:: Texte présenté ::
C’est le tango des promenades
Deux par seul sous les arcades
Cernés de corbeaux et d’alcades
Qui nous protégeaient des pourquoi
C’est le tango de la pluie sur la cour
Le miroir d’une flaque sans amour
Qui m’a fait comprendre un beau jour
Que je ne serais pas Vasco de Gama
Mais c’est le tango du temps béni
Où pour un baiser trop petit
Dans la clairière d’un jeudi
A rosi cousine Rosa

Rosa rosa rosam
Rosae rosae rosa
Rosae rosae rosas
Rosarum rosis rosis

C’est le tango du temps des zéros
J’en avais tant des minces des gros
Que j’en faisais des tunnels pour Charlot
Des auréoles pour saint François
C’est le tango des récompenses
Qui vont à ceux qui ont la chance
D’apprendre dès leur enfance
Tout ce qui ne leur servira pas
Mais c’est le tango que l’on regrette
Une fois que le temps s’achète
Et que l’on s’aperçoit tout bête
Qu’il y a des épines aux Rosa

Rosa rosa rosam
Rosae rosae rosa
Rosae rosae rosas
Rosarum rosis rosis

Brel, Paroles et musique

Introduction

Jacques Brel est à la fois auteur, compositeur et interprète belge, d’origine flamande (1929-1978) mais d’expression française,
au ton mordant, critique, associé à une grande poésie.

Ce texte s’inscrit dans une longue tradition qui fait de la chanson un domaine artistique authentique, qu’elle soit d’origine savante ou populaire.

Ignorant les poètes anciens ou modernes, beaucoup d’hommes retrouvent les sources de la poésie à travers les chansons.

Dans ce texte, Jacques Brel repense à sa jeunesse au collège et marque une sorte de regret pour cette époque.

I. Une évocation du collège

1. La déclinaison

C’est la déclinaison de « Rosa » qui symbolise tous les souvenirs du collège.
Cette déclinaison est devenue comme une chanson, aussi mécanique que la table de multiplication.

On l’ânonne, on la chantonne sans cesse comme une ronde, ou comme un tango.

:: Données ::
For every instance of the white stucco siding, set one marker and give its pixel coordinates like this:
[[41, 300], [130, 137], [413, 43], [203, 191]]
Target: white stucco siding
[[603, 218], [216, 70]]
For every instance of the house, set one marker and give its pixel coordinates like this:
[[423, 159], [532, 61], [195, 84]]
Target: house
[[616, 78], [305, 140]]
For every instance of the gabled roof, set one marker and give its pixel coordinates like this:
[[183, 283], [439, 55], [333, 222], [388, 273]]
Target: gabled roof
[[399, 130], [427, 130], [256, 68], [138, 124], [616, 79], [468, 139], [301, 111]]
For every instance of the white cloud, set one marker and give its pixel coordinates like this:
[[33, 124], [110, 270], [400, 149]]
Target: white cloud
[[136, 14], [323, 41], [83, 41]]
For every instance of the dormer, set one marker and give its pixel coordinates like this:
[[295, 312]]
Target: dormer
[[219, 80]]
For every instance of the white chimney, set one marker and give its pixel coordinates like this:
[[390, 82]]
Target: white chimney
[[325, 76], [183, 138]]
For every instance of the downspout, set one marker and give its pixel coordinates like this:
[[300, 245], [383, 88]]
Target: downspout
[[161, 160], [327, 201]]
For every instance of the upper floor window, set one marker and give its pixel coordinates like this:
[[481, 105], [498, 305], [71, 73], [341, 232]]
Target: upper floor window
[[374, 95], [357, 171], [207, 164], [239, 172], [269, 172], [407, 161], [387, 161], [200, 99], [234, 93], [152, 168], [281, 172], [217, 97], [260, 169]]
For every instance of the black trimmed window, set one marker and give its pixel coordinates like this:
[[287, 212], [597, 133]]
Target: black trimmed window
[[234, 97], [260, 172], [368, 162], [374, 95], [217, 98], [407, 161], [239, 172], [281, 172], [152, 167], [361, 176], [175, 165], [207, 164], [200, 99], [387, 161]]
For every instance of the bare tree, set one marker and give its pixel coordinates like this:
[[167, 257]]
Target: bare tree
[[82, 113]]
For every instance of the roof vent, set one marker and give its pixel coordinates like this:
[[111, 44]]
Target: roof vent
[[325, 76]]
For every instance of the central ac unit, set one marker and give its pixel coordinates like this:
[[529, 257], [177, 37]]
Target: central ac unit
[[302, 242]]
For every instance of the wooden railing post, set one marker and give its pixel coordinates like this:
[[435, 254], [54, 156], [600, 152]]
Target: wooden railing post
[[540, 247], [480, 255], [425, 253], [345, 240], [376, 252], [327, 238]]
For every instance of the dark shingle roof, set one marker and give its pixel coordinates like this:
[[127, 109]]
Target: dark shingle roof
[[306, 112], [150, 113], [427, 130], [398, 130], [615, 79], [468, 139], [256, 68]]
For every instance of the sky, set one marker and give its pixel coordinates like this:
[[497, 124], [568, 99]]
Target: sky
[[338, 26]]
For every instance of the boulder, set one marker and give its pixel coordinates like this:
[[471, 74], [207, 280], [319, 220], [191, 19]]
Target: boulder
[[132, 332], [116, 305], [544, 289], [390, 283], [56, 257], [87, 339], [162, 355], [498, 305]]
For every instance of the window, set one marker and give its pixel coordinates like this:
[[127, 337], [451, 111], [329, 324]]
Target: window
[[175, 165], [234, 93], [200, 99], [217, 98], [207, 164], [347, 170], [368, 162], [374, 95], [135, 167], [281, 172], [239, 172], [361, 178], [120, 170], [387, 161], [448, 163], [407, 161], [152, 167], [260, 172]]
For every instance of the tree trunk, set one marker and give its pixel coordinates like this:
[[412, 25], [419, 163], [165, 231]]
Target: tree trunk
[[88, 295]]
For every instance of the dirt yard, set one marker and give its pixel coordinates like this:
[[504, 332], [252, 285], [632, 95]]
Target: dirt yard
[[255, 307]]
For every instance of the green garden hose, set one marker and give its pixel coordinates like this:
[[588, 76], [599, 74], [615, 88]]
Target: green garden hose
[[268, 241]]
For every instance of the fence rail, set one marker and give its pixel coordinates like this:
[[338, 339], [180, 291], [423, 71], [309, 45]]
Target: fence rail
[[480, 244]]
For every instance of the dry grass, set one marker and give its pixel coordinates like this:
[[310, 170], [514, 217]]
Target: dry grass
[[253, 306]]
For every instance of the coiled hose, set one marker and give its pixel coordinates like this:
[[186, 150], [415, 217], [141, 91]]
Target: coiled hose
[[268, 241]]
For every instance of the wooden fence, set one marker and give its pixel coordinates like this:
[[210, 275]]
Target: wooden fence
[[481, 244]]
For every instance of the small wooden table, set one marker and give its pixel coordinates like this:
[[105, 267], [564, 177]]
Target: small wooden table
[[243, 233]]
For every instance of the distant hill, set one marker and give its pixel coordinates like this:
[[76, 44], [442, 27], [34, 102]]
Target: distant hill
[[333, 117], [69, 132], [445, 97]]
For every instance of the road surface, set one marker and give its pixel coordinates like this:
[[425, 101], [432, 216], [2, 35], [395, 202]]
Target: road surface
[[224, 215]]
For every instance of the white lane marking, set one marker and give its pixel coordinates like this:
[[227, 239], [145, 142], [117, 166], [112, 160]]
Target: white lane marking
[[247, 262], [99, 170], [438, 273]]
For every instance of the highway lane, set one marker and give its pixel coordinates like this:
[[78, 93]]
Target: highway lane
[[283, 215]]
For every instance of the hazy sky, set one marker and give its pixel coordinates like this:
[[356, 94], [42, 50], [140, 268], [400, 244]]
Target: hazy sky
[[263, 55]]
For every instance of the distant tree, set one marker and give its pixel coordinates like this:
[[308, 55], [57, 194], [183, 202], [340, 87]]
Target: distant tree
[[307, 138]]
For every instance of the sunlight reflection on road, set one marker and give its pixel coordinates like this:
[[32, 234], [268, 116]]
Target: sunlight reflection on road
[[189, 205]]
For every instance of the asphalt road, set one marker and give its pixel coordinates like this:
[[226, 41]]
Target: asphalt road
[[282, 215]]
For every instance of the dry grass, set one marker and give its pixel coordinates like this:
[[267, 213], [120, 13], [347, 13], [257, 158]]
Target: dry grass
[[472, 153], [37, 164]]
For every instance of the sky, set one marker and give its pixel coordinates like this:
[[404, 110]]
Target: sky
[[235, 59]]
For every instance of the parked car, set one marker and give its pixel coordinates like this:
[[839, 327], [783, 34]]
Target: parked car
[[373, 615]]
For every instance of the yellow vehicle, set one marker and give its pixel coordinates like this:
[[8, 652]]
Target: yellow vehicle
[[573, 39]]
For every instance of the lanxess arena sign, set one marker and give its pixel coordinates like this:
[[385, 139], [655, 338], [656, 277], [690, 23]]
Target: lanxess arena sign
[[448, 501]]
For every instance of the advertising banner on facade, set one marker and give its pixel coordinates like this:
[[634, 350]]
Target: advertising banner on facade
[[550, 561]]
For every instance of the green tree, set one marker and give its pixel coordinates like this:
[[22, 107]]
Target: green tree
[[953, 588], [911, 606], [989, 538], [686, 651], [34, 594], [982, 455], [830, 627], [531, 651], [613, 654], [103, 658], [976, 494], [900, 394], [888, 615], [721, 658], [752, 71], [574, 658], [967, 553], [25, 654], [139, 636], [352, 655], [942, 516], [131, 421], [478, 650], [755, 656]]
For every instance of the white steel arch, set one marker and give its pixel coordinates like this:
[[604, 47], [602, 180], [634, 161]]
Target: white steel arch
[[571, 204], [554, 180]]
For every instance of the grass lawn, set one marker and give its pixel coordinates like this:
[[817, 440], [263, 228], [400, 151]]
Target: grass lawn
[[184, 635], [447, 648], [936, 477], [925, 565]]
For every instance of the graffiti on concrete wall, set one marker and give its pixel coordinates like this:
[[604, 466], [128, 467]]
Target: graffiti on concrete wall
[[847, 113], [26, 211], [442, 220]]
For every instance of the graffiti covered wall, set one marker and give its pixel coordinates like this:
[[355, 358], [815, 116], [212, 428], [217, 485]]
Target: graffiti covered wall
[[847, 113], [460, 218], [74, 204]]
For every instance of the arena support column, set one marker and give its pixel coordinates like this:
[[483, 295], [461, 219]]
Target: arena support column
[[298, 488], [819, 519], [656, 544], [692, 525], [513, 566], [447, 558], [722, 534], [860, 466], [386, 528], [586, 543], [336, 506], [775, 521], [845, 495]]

:: Consigne ::
Mettez à jour le texte présenté à partir des mots « 1. La déclinaison » jusqu'après « table de multiplication. », en remplaçant « mécanique » par « répétitive ».

:: Réponse attendue ::
1. La déclinaison

C’est la déclinaison de « Rosa » qui symbolise tous les souvenirs du collège.
Cette déclinaison est devenue comme une chanson, aussi répétitive que la table de multiplication.